| PAGE |
Radius of the circle `9x^(2)+y^(2)=4(x^(2)-y^(2))-8x` is

To find the radius of the circle given by the equation \( 9x^2 + y^2 = 4(x^2 - y^2) - 8x \), we will first rearrange the equation into the standard form of a circle. ### Step 1: Rearrange the equation Start with the given equation: \[ 9x^2 + y^2 = 4(x^2 - y^2) - 8x \] Distributing on the right side: \[ 9x^2 + y^2 = 4x^2 - 4y^2 - 8x \] ### Step 2: Move all terms to one side Rearranging gives: \[ 9x^2 + y^2 - 4x^2 + 4y^2 + 8x = 0 \] Combine like terms: \[ (9x^2 - 4x^2) + (y^2 + 4y^2) + 8x = 0 \] This simplifies to: \[ 5x^2 + 5y^2 + 8x = 0 \] ### Step 3: Divide by 5 To simplify, divide the entire equation by 5: \[ x^2 + y^2 + \frac{8}{5}x = 0 \] ### Step 4: Complete the square for the x terms To complete the square for the \(x\) terms, we rewrite: \[ x^2 + \frac{8}{5}x + y^2 = 0 \] The term to complete the square for \(x^2 + \frac{8}{5}x\) is \(\left(\frac{4}{5}\right)^2 = \frac{16}{25}\): \[ \left(x + \frac{4}{5}\right)^2 - \frac{16}{25} + y^2 = 0 \] Rearranging gives: \[ \left(x + \frac{4}{5}\right)^2 + y^2 = \frac{16}{25} \] ### Step 5: Identify the center and radius Now, we have the equation in the standard form of a circle: \[ \left(x - h\right)^2 + \left(y - k\right)^2 = r^2 \] where \((h, k)\) is the center and \(r\) is the radius. From our equation: - Center: \(\left(-\frac{4}{5}, 0\right)\) - Radius: \(r = \sqrt{\frac{16}{25}} = \frac{4}{5}\) ### Final Answer The radius of the circle is: \[ \frac{4}{5} \] ---

| RECORD EXCERPTS |
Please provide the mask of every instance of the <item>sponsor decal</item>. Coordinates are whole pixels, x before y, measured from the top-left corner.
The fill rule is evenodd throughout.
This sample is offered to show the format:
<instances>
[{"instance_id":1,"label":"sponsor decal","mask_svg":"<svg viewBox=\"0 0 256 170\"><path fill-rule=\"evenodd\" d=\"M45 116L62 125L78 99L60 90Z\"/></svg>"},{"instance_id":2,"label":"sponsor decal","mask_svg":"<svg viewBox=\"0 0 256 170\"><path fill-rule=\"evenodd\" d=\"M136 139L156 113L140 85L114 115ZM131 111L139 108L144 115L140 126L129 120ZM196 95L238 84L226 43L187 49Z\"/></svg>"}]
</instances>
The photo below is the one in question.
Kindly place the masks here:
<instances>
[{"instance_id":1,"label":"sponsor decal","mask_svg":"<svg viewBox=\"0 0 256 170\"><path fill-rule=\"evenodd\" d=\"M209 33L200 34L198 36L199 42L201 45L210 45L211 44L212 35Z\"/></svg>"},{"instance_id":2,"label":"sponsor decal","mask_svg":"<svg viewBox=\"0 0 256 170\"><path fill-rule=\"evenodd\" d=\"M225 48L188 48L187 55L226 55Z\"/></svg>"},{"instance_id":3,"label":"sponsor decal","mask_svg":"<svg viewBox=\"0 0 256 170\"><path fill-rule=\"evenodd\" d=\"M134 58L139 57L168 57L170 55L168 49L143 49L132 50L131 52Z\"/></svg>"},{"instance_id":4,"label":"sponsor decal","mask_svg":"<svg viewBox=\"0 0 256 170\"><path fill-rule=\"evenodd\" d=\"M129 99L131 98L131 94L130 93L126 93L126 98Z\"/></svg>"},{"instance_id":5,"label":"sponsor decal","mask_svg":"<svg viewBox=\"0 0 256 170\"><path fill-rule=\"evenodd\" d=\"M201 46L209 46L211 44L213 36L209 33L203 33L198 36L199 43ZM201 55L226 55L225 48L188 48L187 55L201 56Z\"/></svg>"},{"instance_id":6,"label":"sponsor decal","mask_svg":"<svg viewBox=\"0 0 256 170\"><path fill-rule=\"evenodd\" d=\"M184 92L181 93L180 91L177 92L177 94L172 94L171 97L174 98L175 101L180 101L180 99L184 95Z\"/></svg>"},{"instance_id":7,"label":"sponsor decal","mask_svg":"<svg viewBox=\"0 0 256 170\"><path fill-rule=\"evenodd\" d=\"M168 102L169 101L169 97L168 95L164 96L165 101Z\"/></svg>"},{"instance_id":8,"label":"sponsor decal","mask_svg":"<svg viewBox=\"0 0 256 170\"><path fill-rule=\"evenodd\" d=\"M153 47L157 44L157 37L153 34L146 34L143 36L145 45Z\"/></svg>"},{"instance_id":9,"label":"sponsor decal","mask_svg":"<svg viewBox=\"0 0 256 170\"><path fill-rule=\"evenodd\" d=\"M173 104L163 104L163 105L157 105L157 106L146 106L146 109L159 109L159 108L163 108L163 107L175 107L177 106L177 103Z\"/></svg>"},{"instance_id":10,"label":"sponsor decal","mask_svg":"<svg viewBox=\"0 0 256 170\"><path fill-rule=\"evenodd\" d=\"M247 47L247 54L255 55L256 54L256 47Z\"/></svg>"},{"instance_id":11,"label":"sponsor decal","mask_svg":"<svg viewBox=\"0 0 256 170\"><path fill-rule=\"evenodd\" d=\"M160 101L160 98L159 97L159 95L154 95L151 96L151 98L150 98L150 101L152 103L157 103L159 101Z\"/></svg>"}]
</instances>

| EXERCISE |
Using the circle radius solution, explain in one to three sentences why the equation (x + 4/5)^2 + y^2 = 16/25 gives a radius of 4/5.

| THE RESPONSE |
The equation is in the standard form of a circle, (x − h)^2 + (y − k)^2 = r^2, where r is the radius. So r^2 = 16/25, which gives r = √(16/25) = 4/5.